Totally getting off topic...sorry~
Smogon isn't an official thing, so you don't have to go by it if you wanted to. You could just do the official tier: VGC, which was made by gamefreak and allows mostly any pokemon. The only reason smogon is a thing is to keep certain pokemon in their tiers where they belong and make the game fair. Would it be right to face a kyogre against a ledian because there are no official rules? I agree Smogon can sometimes be idiots, but they take votes usually from people who are skilled and would make a good decision to move a certain pokemon or not.

However, this is NOT Smogon. The villager tier list is completely out of whack. Villagers like Kid Cat are tier one, while others like Poppy are really low. I don't ever see the villager tier list going by vote, but instead observation, which isn't really the best way.


----------



## Earth Wolf-Howl (May 21, 2015)

NikkiKaji said:


> Totally getting off topic...sorry~
> Smogon isn't an official thing, so you don't have to go by it of you wanted to. You could just do the official tier: VGC, which was made by gamefreak and allows mostly any pokemon. The only reason smogon is a thing is to keep certain pokemon in their tiers where they belong and make the game fair. Would it be right to face a kyogre against a ledian because there are no official rules? I agree Smogon can sometimes be idiots, but they take votes usually from people who are skilled and would make a good decision to move a certain pokemon or not.
> 
> However, this is NOT Smogon. The villager tier list is completely out of whack. Villagers like Kid Cat are tier one, while others like Poppy are really low. I don't ever see the villager tier list going by vote, but instead observation, which isn't really the best way.



Actually, I think Poppy was Tier 2 last time I checked. But I get what you mean.


----------



## Dry-ice-bat (May 21, 2015)

NikkiKaji said:


> Totally getting off topic...sorry~
> Smogon isn't an official thing, so you don't have to go by it if you wanted to. You could just do the official tier: VGC, which was made by gamefreak and allows mostly any pokemon. The only reason smogon is a thing is to keep certain pokemon in their tiers where they belong and make the game fair. Would it be right to face a kyogre against a ledian because there are no official rules? I agree Smogon can sometimes be idiots, but they take votes usually from people who are skilled and would make a good decision to move a certain pokemon or not.
> 
> However, this is NOT Smogon. The villager tier list is completely out of whack. Villagers like Kid Cat are tier one, while others like Poppy are really low. I don't ever see the villager tier list going by vote, but instead observation, which isn't really the best way.



( sorry if i dident quite get my point across  )
i meant how i used "lower teir" pokemon , and got ridiculed (by smogon users, i played vgc )for it ex. dunsparce.
 i also agree about the teir list for acnl too, its garbage.
i hate how "this villager is worth 20M but this one is worthless"
everyone is worth somthing, or just make everyone free! why even make people pay money for villagers?


----------



## Romaki (Nov 20, 2015)

Even without an official tier system, people would still only want to have certain villagers.
There just is one to write down how wanted the villagers are, to give a fair overlook for trading.
=-=-=
> **EXERCISE A**:
Summarize the forum thread in two sentences.

> **INFORMATION SUPPLIED**:
=-=-=
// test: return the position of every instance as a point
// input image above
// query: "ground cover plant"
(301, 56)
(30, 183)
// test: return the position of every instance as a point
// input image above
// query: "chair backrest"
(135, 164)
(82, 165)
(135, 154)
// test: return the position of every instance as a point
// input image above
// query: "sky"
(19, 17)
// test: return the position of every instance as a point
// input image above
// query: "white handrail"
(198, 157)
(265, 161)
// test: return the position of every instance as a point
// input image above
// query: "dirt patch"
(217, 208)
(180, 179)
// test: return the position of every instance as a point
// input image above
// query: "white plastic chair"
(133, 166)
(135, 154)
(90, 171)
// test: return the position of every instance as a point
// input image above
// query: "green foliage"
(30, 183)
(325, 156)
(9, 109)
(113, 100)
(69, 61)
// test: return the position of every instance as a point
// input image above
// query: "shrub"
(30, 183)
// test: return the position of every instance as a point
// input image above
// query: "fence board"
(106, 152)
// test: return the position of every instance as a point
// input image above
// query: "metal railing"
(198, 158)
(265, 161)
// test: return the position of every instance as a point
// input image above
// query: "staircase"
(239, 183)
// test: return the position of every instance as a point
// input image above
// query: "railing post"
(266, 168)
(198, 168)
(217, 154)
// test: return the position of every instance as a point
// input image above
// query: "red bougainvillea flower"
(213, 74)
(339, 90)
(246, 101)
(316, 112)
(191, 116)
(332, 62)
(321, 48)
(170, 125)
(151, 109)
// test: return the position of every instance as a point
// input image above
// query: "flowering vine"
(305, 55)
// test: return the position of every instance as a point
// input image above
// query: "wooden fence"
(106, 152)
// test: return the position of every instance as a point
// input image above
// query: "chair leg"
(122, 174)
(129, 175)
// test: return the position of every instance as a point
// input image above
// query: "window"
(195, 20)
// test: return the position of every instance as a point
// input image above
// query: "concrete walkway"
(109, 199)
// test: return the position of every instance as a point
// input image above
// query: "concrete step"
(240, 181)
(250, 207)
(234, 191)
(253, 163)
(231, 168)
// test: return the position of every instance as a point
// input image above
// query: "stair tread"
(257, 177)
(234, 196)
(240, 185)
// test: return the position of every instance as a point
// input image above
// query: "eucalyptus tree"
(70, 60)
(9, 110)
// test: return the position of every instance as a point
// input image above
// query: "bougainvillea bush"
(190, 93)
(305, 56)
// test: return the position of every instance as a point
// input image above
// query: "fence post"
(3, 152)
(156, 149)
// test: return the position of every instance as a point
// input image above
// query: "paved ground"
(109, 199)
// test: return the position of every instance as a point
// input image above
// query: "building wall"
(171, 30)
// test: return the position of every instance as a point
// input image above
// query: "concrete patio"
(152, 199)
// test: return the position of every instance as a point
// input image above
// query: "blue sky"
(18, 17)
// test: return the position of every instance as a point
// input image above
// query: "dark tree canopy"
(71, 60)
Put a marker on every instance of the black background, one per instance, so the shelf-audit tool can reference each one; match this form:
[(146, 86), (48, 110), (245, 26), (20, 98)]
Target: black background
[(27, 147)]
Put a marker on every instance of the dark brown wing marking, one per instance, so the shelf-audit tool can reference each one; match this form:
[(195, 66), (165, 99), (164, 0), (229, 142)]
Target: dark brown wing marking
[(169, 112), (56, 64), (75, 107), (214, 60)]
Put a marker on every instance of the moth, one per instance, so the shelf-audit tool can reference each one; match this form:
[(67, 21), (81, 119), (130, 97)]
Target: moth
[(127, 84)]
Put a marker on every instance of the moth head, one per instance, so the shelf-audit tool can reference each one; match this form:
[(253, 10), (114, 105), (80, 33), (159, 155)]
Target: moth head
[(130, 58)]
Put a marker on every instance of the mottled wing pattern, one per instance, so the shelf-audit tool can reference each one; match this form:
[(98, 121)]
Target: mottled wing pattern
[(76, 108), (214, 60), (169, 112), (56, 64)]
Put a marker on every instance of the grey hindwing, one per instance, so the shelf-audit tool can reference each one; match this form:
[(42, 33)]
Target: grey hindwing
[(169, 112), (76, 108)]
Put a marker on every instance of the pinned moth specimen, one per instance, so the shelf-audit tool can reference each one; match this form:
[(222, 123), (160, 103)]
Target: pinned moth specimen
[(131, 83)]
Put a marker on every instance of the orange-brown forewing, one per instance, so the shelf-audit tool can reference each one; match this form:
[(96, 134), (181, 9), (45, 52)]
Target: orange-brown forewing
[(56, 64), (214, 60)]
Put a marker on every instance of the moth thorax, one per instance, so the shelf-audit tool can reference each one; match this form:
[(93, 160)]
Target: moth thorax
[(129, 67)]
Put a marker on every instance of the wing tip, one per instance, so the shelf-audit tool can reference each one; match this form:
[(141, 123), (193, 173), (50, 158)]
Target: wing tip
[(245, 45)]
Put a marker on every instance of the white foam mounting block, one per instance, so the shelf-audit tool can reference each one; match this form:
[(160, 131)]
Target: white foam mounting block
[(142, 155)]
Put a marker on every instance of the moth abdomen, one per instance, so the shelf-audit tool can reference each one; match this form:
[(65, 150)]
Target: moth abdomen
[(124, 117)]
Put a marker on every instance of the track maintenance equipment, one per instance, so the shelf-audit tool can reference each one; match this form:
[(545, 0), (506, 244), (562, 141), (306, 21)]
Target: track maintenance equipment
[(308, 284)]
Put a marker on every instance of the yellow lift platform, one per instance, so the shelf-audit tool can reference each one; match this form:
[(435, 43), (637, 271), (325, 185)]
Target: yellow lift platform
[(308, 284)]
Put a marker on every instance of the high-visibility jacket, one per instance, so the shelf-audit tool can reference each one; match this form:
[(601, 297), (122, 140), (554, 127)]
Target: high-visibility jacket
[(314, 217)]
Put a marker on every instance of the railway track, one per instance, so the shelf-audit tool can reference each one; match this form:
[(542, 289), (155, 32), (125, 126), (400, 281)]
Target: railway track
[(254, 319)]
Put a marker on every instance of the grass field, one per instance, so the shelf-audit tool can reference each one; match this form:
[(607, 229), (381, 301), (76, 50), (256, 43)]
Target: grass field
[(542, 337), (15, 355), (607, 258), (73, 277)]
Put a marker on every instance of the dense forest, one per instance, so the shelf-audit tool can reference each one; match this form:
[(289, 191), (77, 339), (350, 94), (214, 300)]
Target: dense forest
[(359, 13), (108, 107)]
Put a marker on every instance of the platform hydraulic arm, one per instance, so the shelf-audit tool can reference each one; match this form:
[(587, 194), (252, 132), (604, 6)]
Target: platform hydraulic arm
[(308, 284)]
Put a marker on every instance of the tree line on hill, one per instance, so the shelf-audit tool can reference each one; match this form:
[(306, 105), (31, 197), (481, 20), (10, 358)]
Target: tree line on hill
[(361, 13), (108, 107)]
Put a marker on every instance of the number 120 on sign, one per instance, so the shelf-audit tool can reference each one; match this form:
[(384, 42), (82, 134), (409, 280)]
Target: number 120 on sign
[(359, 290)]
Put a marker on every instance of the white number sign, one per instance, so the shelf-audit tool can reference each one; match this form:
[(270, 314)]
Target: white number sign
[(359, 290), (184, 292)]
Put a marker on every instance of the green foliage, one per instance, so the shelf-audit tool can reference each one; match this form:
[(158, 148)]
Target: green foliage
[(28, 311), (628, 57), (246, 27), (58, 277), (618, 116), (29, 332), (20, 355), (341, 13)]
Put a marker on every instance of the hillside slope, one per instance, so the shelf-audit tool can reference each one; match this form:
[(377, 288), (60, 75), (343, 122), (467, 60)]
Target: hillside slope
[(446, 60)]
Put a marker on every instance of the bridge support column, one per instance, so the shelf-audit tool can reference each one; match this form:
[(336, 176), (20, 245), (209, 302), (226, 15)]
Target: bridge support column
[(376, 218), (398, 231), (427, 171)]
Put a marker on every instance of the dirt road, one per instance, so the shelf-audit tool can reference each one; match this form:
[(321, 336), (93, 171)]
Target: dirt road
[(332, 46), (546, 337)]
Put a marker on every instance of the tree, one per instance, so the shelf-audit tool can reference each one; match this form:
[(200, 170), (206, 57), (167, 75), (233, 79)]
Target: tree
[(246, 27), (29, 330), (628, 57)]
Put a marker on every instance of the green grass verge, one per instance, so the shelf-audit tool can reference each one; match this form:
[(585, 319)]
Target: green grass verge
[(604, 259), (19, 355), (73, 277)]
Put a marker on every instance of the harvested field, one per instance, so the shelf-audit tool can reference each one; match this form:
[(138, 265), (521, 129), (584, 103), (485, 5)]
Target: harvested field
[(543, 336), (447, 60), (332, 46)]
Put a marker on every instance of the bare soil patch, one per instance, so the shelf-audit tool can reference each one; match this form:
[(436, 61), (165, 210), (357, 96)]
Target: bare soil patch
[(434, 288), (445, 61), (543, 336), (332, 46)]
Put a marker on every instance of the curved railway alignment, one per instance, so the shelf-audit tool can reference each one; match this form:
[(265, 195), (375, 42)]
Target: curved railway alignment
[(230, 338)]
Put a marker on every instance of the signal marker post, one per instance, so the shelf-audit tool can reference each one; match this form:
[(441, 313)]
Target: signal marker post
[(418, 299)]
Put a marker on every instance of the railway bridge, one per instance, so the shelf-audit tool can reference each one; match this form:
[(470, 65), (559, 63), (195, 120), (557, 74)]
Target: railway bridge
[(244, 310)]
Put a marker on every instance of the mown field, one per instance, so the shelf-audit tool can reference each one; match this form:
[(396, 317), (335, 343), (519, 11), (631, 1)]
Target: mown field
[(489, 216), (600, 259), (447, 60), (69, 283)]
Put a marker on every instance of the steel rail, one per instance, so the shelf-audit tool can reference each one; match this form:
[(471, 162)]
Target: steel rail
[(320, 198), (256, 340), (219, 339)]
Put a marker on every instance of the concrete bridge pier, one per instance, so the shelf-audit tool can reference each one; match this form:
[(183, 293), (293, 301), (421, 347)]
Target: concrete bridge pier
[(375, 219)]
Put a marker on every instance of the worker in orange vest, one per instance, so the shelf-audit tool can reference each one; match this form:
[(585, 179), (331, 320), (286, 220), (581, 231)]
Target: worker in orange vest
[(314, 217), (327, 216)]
=-=-=
> **EXERCISE B**:
Please filter the listing down to every line that contains the word "forest".

> **TASK OUTPUT A**:
NikkiKaji argues that Smogon is unofficial but keeps pokemon in their proper tiers through votes from skilled people, while the villager tier list is out of whack and rests on observation rather than voting. Replies add that Poppy may have been Tier 2, that Smogon users ridiculed one poster for using "lower teir" pokemon and that the villager tier list is garbage, and that the list records how wanted villagers are to give a fair overlook for trading.

> **TASK OUTPUT B**:
Put a marker on every instance of the dense forest, one per instance, so the shelf-audit tool can reference each one; match this form:
Target: dense forest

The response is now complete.